Duplicate every line of the listing below without any changes.

_Saved entries:_

===============

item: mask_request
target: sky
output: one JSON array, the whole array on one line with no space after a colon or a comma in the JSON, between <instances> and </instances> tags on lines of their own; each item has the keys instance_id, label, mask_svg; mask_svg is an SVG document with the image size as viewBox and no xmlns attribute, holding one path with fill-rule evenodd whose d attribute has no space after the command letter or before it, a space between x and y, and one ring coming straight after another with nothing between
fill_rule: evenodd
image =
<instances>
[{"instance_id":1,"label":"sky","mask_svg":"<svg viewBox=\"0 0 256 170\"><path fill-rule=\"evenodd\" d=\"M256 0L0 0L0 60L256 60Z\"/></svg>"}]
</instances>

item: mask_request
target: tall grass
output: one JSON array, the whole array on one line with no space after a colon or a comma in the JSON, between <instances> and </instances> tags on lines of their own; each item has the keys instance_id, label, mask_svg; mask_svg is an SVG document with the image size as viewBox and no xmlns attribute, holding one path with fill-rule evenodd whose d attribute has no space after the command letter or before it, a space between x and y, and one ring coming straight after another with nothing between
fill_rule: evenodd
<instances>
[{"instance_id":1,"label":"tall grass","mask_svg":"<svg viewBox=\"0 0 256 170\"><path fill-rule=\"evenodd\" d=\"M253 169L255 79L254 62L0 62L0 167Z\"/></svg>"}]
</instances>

===============

_Answer to this problem:_
item: mask_request
target: sky
output: one JSON array, the whole array on one line with no space after a colon or a comma in the JSON, between <instances> and </instances> tags on lines of their own; each item has the keys instance_id, label, mask_svg; mask_svg is an SVG document with the image size as viewBox and no xmlns attribute, holding one path with fill-rule evenodd whose d attribute has no space after the command letter or before it, a space between x and y, and one ring coming straight after another with nothing between
fill_rule: evenodd
image =
<instances>
[{"instance_id":1,"label":"sky","mask_svg":"<svg viewBox=\"0 0 256 170\"><path fill-rule=\"evenodd\" d=\"M256 0L0 0L0 60L256 60Z\"/></svg>"}]
</instances>

item: mask_request
target: tall grass
output: one JSON array, the whole array on one line with no space after a colon or a comma in the JSON, between <instances> and </instances> tags on lines of their own; each item has the keys instance_id, label, mask_svg; mask_svg is an SVG document with the image size as viewBox and no xmlns attribute, holding one path with fill-rule evenodd whose d attribute has no space after the command letter or before it, a space between x and y, and one ring coming straight after another with nothing between
fill_rule: evenodd
<instances>
[{"instance_id":1,"label":"tall grass","mask_svg":"<svg viewBox=\"0 0 256 170\"><path fill-rule=\"evenodd\" d=\"M253 169L255 79L254 62L0 62L0 167Z\"/></svg>"}]
</instances>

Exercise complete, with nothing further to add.